▶ **TEXTO**:
Abril 2007 - Crónica de uma Viagem a Marrocos


No passado mês de Abril (2007) participei num passeio a Marrocos organizado pela MOTOMIL em parceria com a Comunidade BMWCKLT, o qual contou com a participação de 35 pessoas, entre clientes do concessionário e membros da Comunidade. Neste passeio, com a duração de uma semana (de 31 de Março a 7 de Abril de 2007), a organização escolheu um percurso variado percorrendo os diferentes cenários de Marrocos. Assim, o passeio foi centrado no Sul do país, entre montanhas e deserto, em percursos de asfalto pensados para motos de estrada com alternativa de pistas de terra e areia para motos trail.


Crónica de uma Viagem a Marrocos

Já muito se tem falado de Marrocos e muitas são as fotos de viagens. Nesta crónica pretendo apenas falar deste passeio numa outra perspectiva – a VIAGEM. Começo por agradecer à organização, aos companheiros de viagem, a todo o calor humano, simpatia e boa disposição que nos acompanharam nesta semana fantástica. Faço aqui um resumo (sim porque muito mais haveria para escrever) sobre a aventura marroquina.

1ª Etapa – Lisboa - Marrakesh

A VIAGEM começou com o encontro às 6 da manhã para um pequeno-almoço gentilmente oferecido pelos nossos organizadores. Todos estávamos excitados, desejosos de ir para a estrada. Sandes, galão, cafezito … estamos todos … vamos lá embora. Máquinas a trabalhar e a estrada é nossa. O sol nascia e a coluna partiu. 18 Motos, um jipe e a carrinha de apoio às máquinas (e às malas).

A primeira parte foi rápida. À frente ia o co-produtor que liderou as hostes até à estação de serviço de Almodôvar. Recuperámos a meia hora de atraso da saída. Boa! Isto está a correr bem. Mal sabíamos nós que foi apenas um docinho do destino. Em terras algarvias, a chuva apareceu para nos fazer companhia e acompanhou-nos sempre em terras de nuestros hermanos. Rápida paragem para almoço, todos encharcados, alguns espremiam as meias, outros vestiam mais roupa. Mas a malta não desanimou. Vamos para África. Lá não chove!?

Estrada de novo, o vento decide fazer companhia à chuva. Muito transito. Lá à frente vejo a malta a parar. Vejo umas malas no chão. Caiu alguém. Nem quero olhar. Há um grupo à volta de uma moto caída. Espero. Não se vêm movimentos de pânico. Finalmente arranjo coragem para ir espreitar. Afinal foi só o susto. E que susto!!! Não há feridos. As roupas de protecção funcionam e Deus está connosco. A moto toda amachucada ainda rola. Vamos embora. Nova paragem. È preciso ver bem os estragos, descansar o espírito e expulsar o medo de novos desaires. A moto é carregada na carrinha. Vamos embora que se faz tarde.

▶ **TAREFAS**:
- 1) Indique, com base na crónica da viagem a Marrocos acima, os veículos que formavam a coluna quando esta partiu na 1.ª etapa.
- 2) Retome a crónica da viagem a Marrocos a partir do ponto em que termina.

▶ **DADOS**:
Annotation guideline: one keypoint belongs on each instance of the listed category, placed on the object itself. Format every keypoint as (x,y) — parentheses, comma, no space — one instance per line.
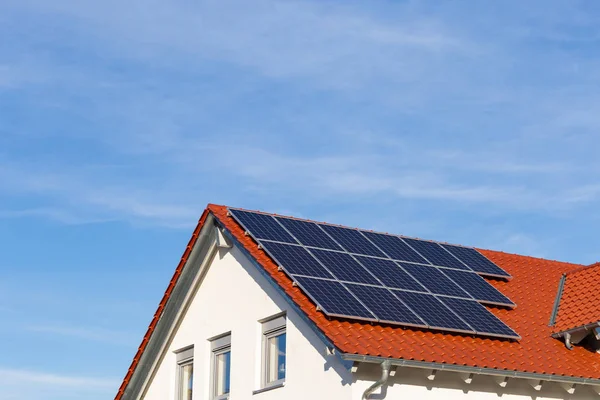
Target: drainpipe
(385,374)
(568,341)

▶ **LISTA DE RESPOSTAS**:
- 1) 18 motos, um jipe e a carrinha de apoio às máquinas (e às malas).

- 2)
O nosso organizador parte à frente. É preciso ir levantar os bilhetes do barco, já estamos atrasados. A coluna dispersou, a chuva continuou, o vento mostrou toda a sua força, as motos eram empurradas para a outra faixa mas mesmo a andar de lado, todos chegaram quase ao mesmo tempo. Perdemos o barco. Vamos no próximo. Duas horas depois embarcávamos. A chuva queria ir connosco.

Encharcados, cansados, esfomeados, já em Marrocos, deparámos com as formalidades fronteiriças marroquinas. É necessário ir à polícia carimbar o passaporte. É preciso carimbar o papel dos veículos. É preciso falar com aquele marroquino do carimbo. Está uma fila enorme de gente. Falta um número no papel. Falta mostrar o bilhete do barco. Falta … falta …. Já todos têm tudo? Não. Ainda faltam alguns. Corrida para aqui, papel para ali e três horas depois a coluna reunia-se atrás da organização a caminho do hotel. Finalmente chegámos. Oppsss…. a esta hora a cozinha está a fechar. O nosso paciente líder falou com a direcção e lá conseguimos jantar. Arrasados caímos na cama.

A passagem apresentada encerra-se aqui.